• [Problem]: No pictures belong in the copy. Restate the rest of the data exactly.

Records to use START

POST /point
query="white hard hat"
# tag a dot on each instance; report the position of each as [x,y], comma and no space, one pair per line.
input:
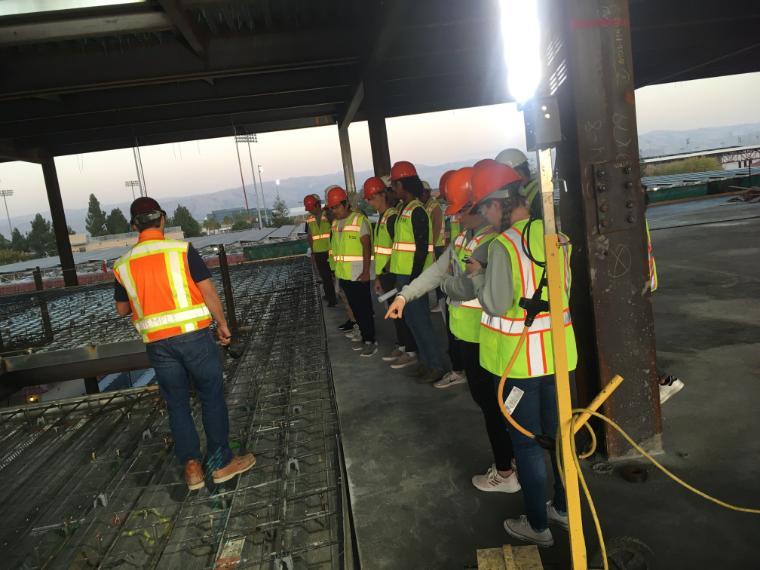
[511,157]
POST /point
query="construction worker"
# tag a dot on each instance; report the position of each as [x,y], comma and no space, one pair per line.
[516,159]
[318,232]
[352,257]
[412,254]
[464,324]
[167,288]
[514,270]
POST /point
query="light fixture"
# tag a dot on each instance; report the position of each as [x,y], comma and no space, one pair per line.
[520,34]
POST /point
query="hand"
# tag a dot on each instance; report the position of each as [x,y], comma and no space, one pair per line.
[472,266]
[396,310]
[223,334]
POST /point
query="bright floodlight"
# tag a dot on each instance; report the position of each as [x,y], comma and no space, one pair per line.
[521,39]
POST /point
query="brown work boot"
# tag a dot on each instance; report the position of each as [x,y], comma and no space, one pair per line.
[239,464]
[194,475]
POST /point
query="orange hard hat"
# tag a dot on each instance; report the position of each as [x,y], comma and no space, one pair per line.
[372,186]
[489,181]
[310,202]
[442,183]
[402,169]
[459,190]
[335,196]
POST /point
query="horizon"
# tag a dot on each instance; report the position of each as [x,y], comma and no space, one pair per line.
[194,168]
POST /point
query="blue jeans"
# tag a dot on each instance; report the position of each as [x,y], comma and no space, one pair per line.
[195,354]
[537,412]
[417,318]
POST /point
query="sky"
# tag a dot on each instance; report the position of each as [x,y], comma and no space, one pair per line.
[198,167]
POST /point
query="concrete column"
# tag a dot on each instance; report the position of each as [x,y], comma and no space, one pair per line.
[378,140]
[59,221]
[348,162]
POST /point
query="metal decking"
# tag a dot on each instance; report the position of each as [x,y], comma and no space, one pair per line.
[92,482]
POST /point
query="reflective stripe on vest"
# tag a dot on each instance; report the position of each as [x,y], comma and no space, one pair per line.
[465,316]
[404,246]
[348,252]
[165,301]
[383,241]
[430,206]
[499,334]
[320,233]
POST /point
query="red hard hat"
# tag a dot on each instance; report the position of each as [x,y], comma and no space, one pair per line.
[442,183]
[310,202]
[402,169]
[335,196]
[491,178]
[372,186]
[459,190]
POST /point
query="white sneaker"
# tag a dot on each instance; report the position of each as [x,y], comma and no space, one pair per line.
[554,516]
[404,360]
[670,389]
[492,481]
[521,529]
[396,353]
[450,379]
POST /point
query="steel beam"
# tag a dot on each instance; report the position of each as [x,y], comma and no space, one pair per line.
[604,217]
[348,163]
[60,227]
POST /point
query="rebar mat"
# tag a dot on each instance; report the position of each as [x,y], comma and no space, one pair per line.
[92,482]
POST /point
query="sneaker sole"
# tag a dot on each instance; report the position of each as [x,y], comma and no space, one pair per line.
[235,474]
[517,535]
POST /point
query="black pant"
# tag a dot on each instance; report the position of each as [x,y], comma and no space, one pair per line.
[480,383]
[323,268]
[360,301]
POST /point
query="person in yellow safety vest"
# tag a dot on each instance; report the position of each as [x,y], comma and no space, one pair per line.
[412,254]
[515,270]
[352,257]
[378,195]
[669,385]
[318,232]
[168,290]
[464,325]
[516,159]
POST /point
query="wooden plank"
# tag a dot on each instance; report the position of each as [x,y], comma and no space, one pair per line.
[522,558]
[491,559]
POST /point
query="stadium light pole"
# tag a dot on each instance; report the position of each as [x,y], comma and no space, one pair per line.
[5,194]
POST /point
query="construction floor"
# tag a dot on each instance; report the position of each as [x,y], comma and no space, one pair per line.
[411,450]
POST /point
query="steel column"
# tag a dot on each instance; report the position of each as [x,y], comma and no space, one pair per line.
[348,162]
[378,140]
[58,216]
[604,216]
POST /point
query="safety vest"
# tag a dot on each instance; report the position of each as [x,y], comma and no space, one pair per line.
[383,241]
[319,232]
[652,265]
[164,298]
[404,246]
[465,316]
[430,207]
[499,334]
[348,253]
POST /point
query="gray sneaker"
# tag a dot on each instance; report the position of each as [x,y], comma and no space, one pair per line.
[404,360]
[369,349]
[419,371]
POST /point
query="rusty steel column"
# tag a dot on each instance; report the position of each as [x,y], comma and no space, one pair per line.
[229,300]
[378,140]
[59,221]
[604,216]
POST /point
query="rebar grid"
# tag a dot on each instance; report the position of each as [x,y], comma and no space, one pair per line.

Records to use END

• [Answer to this problem]:
POST /point
query="white hard hat"
# tag a dot on each instance; report the position of each as [x,y], comma and no space, one pair per line.
input:
[511,157]
POST /point
query="construction worker"
# tag a dot on each instance; report the position of each as [x,y], comma and no space, one pair per line.
[516,159]
[318,232]
[352,257]
[412,254]
[464,324]
[167,288]
[514,270]
POST /point
query="light fixture"
# tag a dot on each instance; report the position of each as [x,y], comma and no space, one pair per line.
[520,34]
POST /point
query="hand"
# tag a dot on each instance; report the position of each as [x,y], comma and no space, one pair per line.
[472,266]
[396,310]
[223,334]
POST /point
query="bright floodlight"
# tag a dot on each instance; report the position of each as [x,y], comma and no space, one pair per line.
[521,39]
POST /point
query="brown work boot"
# tag a dot on each instance; report the position of each as [x,y], comma and no space, one pair per line.
[239,464]
[194,475]
POST /point
query="orange hard hat"
# tag a dot on each instance; report the position of each as [x,y], comma and no space, one pair per line.
[372,186]
[489,181]
[310,202]
[442,183]
[402,169]
[459,190]
[335,196]
POST /point
query="horizon"
# tag a dot on each instance; report the position of each as [x,y], comma and no space, one pair per line.
[194,168]
POST /point
query="blue jeans"
# tag a dot on each instance; report the position of each as [x,y], comma and no space, one pair per line.
[195,354]
[537,412]
[417,318]
POST /point
query="sky"
# tag a dot on each instance; report the position of each as [x,y], comma and no space, one pair per line.
[198,167]
POST /point
query="concrete column"
# tag a dot on each instance; report the position of each as [x,y], comma and no space, one pair per line.
[378,140]
[59,221]
[348,162]
POST /point
query="metal decking"
# tag a dot on each instance; report the position of each as [x,y], comma and no space, one pair per line.
[92,482]
POST /point
query="reflective stripe on vest"
# tag a dot on each instance; report the position of each as [x,y], comma and no space, one pair per line.
[465,316]
[404,246]
[348,252]
[165,301]
[383,241]
[430,206]
[499,334]
[320,233]
POST /point
query="red hard hat"
# tag a dot on each instance; report the position of each as [x,y], comma and no space, one pair per line.
[442,183]
[310,202]
[402,169]
[335,196]
[491,178]
[372,186]
[459,190]
POST /point
query="white sneaker"
# tag a dot on each instance; report the position of each as [x,y], comma and no space, one pair per line.
[554,516]
[404,360]
[670,389]
[492,481]
[521,529]
[396,353]
[450,379]
POST /point
query="steel beam"
# tag a dot on each instance; report the position of each as [x,y], comma and no space, one pair per line.
[604,217]
[348,163]
[60,227]
POST /point
query="rebar mat"
# tag a dot on each instance; report the position of each as [x,y], comma and no space, one pair per line.
[92,482]
POST /point
query="sneaker sole"
# tag a dot on each instance; report the position of each as [x,y], comma and no space, one pair per line.
[235,474]
[517,535]
POST /point
query="black pant"
# tag a dot on each instance; report the position of each as [x,y], comma and no space, one pair per line.
[480,383]
[323,268]
[360,301]
POST /point
query="person in yellow safety vest"
# tag a dot on each instance; report the position of each as [x,y], comma and no space, one pair per line.
[412,254]
[515,270]
[352,257]
[378,195]
[669,385]
[318,232]
[168,290]
[464,325]
[516,159]
POST /point
query="wooden plank"
# tag a dot on each instance; report the position of each as [x,y], comma and no space, one pair per line.
[522,558]
[491,559]
POST /point
query="stadium light pole"
# tag a dot on each instance; report the position of each as [x,y], comma and no space, one pair per line.
[5,194]
POST /point
query="construction floor"
# tag a dot on each instance; report the position of each as [x,y], comma and no space, one pair per line.
[411,450]
POST /point
query="steel column"
# tag a dot on each instance; report the position of each as [x,y], comma and no space, one pair per line.
[348,162]
[378,140]
[58,216]
[604,216]
POST /point
query="safety vest"
# tag a dot on each instance; report the position of each as [x,y], comma and no space, one pair per line.
[383,241]
[319,232]
[652,265]
[164,298]
[404,246]
[465,316]
[430,207]
[499,334]
[348,253]
POST /point
query="gray sneaker"
# tag a dot on each instance; report the position of each as [x,y], comma and no space, one pair per line.
[404,360]
[369,349]
[419,371]
POST /point
query="rusty steel column"
# tag a dot on each instance; report the position of each as [x,y], comma and no space, one pair per line.
[229,300]
[378,140]
[59,221]
[604,216]
POST /point
query="rebar grid"
# tag a dot on each instance; report the position of each as [x,y], comma and no space, one pair per line.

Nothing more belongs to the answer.